TEXTE SOURCE:
De vous à moi, je dois bien avouer que je ne sais pas trop ce qui m’a conduit vers le métier d’éduc.
Le premier truc qu’on m’a dit en formation (c’est un grand classique introductif des filières sociales) c’est : « vous n’êtes pas là par hasard ». Bien. Alors cherchons quel déterminisme social a bien pu me pousser sur les bancs de l’école d’éducs. Au secours Bourdieu ! Eclaire-moi !
Une vocation ? Je ne crois pas. Pour dire la vérité, j’ai même le souvenir d’une enfance et d’une adolescence à tendance plutôt misanthrope. J’ai toujours eu peur d’aller vers les autres. Timide, maladroit socialement, sans doute même un peu farouche et parfois carrément sauvage. J’adorais me repasser la face A du vinyle « antisocial » de Trust en boucle dans ma chambre, solitaire et taiseux. Lorsque, au restaurant, mes parents me demandaient d’aller réclamer une carafe d’eau au serveur, je m’arrangeais toujours pour missionner mon petit frère, bien plus téméraire. J’avais peut-être déjà une âme de chef cela-dit.
Une logique systémique ? Non non, ni ma mère ni mon père ne sont issus du secteur social. Mes grands-parents non plus. Je n’arrive même pas à identifier une figure d’attachement, familiale ou amicale, qui aurait pu infléchir ma destinée.
Une rencontre capitale ? Aussi loin que ma mémoire puisse me permettre de réfléchir, il ne me semble pas avoir croisé quelqu’un qui aurait eu une telle influence sur mon parcours. Je suis peut-être dans le déni. Il me faudrait quelques séances de psychanalyse pour creuser cette piste.
Le conseiller d’orientation ? Encore moins ! Après mon Bac, je me suis (é)garé en Fac, comme beaucoup de jeunes de ma génération, en attendant de savoir ce que je voudrais faire plus tard. Deux ans de perdus ? Je ne crois pas. Deux ans de maturation inconsciente, de fêtes étudiantes en fréquentations ponctuelles des amphis. A l’époque n’existait pas la complexité algorithmique de Parcours Sup. On choisissait là où on voulait zoner et ne rien foutre. C’est durant ces deux années d’errements manifestement utiles que j’ai décidé de passer le concours d’éduc. J’avais lu une fiche Onisep je crois qui, à défaut d’avoir déclenché une révélation, avait pour le moins éveillé ma curiosité.
Je me suis dit « 3 ans d’études, ça va, c’est raisonnable », moi qui avais toujours surfé sur mes facilités pour cheminer scolairement et qui n’envisageais pas de consentir à plus d’efforts. J’ai passé et réussi le concours en 1995, un peu en touriste décomplexé.

CONSIGNE:
Dans le texte sur le choix du métier d'éduc :
(a) Au restaurant, qui était envoyé réclamer une carafe d'eau au serveur ?
(b) Combien d'années le récit dit-il avoir été passées en Fac après le Bac ?
(c) En quelle année le concours d'éduc a-t-il été passé et réussi ?

DONNÉES FOURNIES:
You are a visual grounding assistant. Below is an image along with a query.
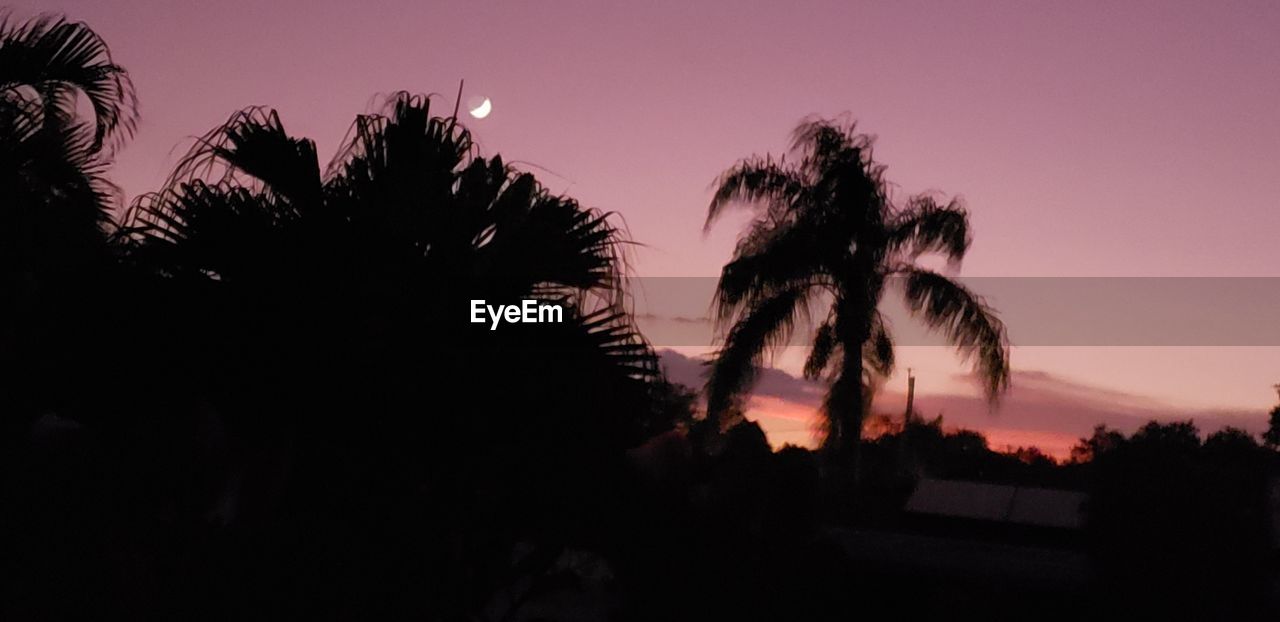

RÉPONSE:
(a) Le petit frère.
(b) Deux ans.
(c) En 1995.